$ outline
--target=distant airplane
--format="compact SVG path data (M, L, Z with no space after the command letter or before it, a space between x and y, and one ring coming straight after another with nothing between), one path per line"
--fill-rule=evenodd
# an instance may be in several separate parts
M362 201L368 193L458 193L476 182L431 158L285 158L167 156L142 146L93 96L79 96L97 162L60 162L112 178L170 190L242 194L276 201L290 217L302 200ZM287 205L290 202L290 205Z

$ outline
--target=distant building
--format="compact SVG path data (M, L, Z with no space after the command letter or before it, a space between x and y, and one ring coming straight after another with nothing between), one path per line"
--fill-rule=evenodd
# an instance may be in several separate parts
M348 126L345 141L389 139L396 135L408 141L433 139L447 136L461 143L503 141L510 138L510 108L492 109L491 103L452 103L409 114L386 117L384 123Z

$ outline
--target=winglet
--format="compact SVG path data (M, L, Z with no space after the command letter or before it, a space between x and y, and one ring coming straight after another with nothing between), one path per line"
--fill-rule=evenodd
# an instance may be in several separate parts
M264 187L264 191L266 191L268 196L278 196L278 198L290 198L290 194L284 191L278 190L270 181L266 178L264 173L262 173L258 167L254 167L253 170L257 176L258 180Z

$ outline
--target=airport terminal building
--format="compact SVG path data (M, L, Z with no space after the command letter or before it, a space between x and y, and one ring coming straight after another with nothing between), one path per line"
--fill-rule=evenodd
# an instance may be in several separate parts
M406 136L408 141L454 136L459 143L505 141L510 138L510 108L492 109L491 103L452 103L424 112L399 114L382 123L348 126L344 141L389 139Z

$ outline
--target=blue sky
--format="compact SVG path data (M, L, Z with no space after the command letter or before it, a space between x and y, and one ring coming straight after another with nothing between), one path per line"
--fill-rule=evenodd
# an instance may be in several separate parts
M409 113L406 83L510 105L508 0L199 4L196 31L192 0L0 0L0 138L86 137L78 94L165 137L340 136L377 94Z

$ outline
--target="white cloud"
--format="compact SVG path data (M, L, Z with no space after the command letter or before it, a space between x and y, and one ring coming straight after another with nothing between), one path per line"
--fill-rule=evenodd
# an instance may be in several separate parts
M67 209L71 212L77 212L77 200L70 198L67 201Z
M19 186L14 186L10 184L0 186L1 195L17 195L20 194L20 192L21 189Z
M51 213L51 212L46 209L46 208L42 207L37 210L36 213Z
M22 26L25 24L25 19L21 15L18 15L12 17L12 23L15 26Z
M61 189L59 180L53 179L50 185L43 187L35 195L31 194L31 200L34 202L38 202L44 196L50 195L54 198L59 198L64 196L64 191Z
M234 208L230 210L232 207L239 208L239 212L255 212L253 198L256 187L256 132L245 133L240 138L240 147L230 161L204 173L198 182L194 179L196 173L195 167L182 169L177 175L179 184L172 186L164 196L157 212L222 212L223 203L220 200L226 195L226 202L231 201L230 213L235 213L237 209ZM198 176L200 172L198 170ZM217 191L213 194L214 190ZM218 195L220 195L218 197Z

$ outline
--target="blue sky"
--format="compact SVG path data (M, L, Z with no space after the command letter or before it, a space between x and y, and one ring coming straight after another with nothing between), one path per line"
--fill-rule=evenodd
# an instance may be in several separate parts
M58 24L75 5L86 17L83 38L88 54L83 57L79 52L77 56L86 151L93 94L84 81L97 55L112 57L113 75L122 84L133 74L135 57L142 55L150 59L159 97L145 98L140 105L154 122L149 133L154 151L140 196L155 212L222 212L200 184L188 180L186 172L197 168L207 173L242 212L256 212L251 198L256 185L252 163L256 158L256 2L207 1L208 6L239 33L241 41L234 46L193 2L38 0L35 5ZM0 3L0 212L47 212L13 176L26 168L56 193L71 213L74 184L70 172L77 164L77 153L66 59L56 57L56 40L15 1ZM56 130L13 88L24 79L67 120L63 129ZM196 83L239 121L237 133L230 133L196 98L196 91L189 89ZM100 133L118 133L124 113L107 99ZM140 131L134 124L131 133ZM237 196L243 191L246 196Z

→ Exercise task: Render every line of the records above as a Markdown table with two columns, Row and Line. Put a running row number in the first column and the line itself in the second, and leave out blank lines.

→ Correct result:
| Row | Line |
|---|---|
| 1 | $ outline |
| 2 | --target=distant airplane |
| 3 | --format="compact SVG path data (M, L, Z with no space after the command letter or before it, a space between x and y, and one ring coming straight after another with nothing between), one path per line" |
| 4 | --fill-rule=evenodd |
| 5 | # an instance may be in several separate parts |
| 6 | M362 201L368 193L458 193L476 182L431 158L285 158L167 156L142 146L93 96L79 96L97 162L60 162L112 178L170 190L242 194L276 201L290 217L302 200ZM287 205L290 202L290 205Z |
| 7 | $ outline |
| 8 | --target=distant building |
| 9 | --format="compact SVG path data (M, L, Z with no space after the command letter or before it, a space between x and y, and one ring coming straight after another with nothing between), one path per line" |
| 10 | --fill-rule=evenodd |
| 11 | # an instance may be in several separate parts |
| 12 | M348 126L345 141L389 139L396 135L408 141L433 139L447 136L461 143L503 141L510 138L510 108L492 109L491 103L452 103L409 114L386 117L384 123Z |
| 13 | $ outline |
| 14 | --target=winglet |
| 15 | --format="compact SVG path data (M, L, Z with no space after the command letter or before it, a space between x and y, and one ring coming straight after another with nothing between), one path per line" |
| 16 | --fill-rule=evenodd |
| 17 | # an instance may be in several separate parts |
| 18 | M264 187L264 191L266 191L268 196L278 196L278 198L290 198L290 194L284 191L278 190L270 181L266 178L264 173L262 173L258 167L254 167L253 170L257 176L258 180Z |
| 19 | $ outline |
| 20 | --target=airport terminal building |
| 21 | --format="compact SVG path data (M, L, Z with no space after the command letter or before it, a space between x and y, and one ring coming straight after another with nothing between), one path per line" |
| 22 | --fill-rule=evenodd |
| 23 | # an instance may be in several separate parts |
| 24 | M406 136L408 141L454 136L459 143L505 141L510 138L510 108L492 109L491 103L452 103L424 112L399 114L382 123L348 126L344 141L389 139Z |
| 25 | $ outline |
| 26 | --target=blue sky |
| 27 | --format="compact SVG path data (M, L, Z with no space after the command letter or before it, a space between x and y, and one ring coming straight after another with nothing between), one path per line" |
| 28 | --fill-rule=evenodd |
| 29 | # an instance may be in several separate parts |
| 30 | M409 113L406 83L510 105L508 0L199 4L196 31L192 0L0 0L0 138L86 137L78 94L165 137L340 136L377 94Z |
| 31 | $ outline |
| 32 | --target="white cloud" |
| 33 | --format="compact SVG path data (M, L, Z with no space after the command letter or before it, a space between x and y, and one ring coming straight after another with nothing between), one path per line" |
| 34 | --fill-rule=evenodd |
| 35 | # an instance may be in several separate parts |
| 36 | M67 209L71 212L77 212L77 200L70 198L67 201Z |
| 37 | M19 186L14 186L10 184L0 186L1 195L17 195L20 194L20 192L21 189Z |
| 38 | M51 213L51 212L46 209L46 208L42 207L37 210L36 213Z |
| 39 | M22 26L25 24L25 19L21 15L18 15L12 17L12 23L15 26Z |
| 40 | M61 189L59 180L53 179L50 185L43 187L35 195L31 194L31 200L34 202L38 202L44 196L50 195L54 198L59 198L64 196L64 191Z |
| 41 | M234 208L230 210L232 207L239 208L239 212L255 212L253 198L256 187L256 132L245 133L240 138L240 147L230 161L204 173L198 182L194 179L196 173L195 167L182 169L177 175L179 184L172 186L164 196L157 212L222 212L223 203L220 200L226 195L226 202L231 201L230 213L235 213L237 209ZM198 176L200 172L198 170ZM217 191L213 194L214 190ZM218 195L220 195L218 197Z |
| 42 | $ outline |
| 43 | --target="blue sky" |
| 44 | --format="compact SVG path data (M, L, Z with no space after the command letter or before it, a space between x and y, and one ring coming straight after another with nothing between), one path per line" |
| 45 | --fill-rule=evenodd |
| 46 | # an instance may be in several separate parts |
| 47 | M58 24L75 5L86 17L83 38L88 54L83 57L79 52L77 56L86 151L93 94L84 81L97 55L112 57L113 75L122 84L133 74L135 57L142 55L150 59L159 97L145 98L140 105L154 122L149 133L154 151L140 196L155 212L222 212L200 184L188 180L186 172L197 168L207 173L242 212L256 212L251 198L256 185L252 163L256 158L256 2L207 1L208 6L239 33L241 41L234 46L193 2L38 0L35 5ZM0 3L0 212L47 212L13 176L26 168L56 193L71 213L74 184L70 172L77 164L77 153L66 59L56 57L56 40L15 1ZM56 130L13 88L24 79L67 120L63 129ZM196 83L239 121L237 133L230 133L196 98L196 91L189 89ZM100 133L118 133L124 113L107 99ZM140 131L134 124L131 133ZM237 196L243 191L246 196Z |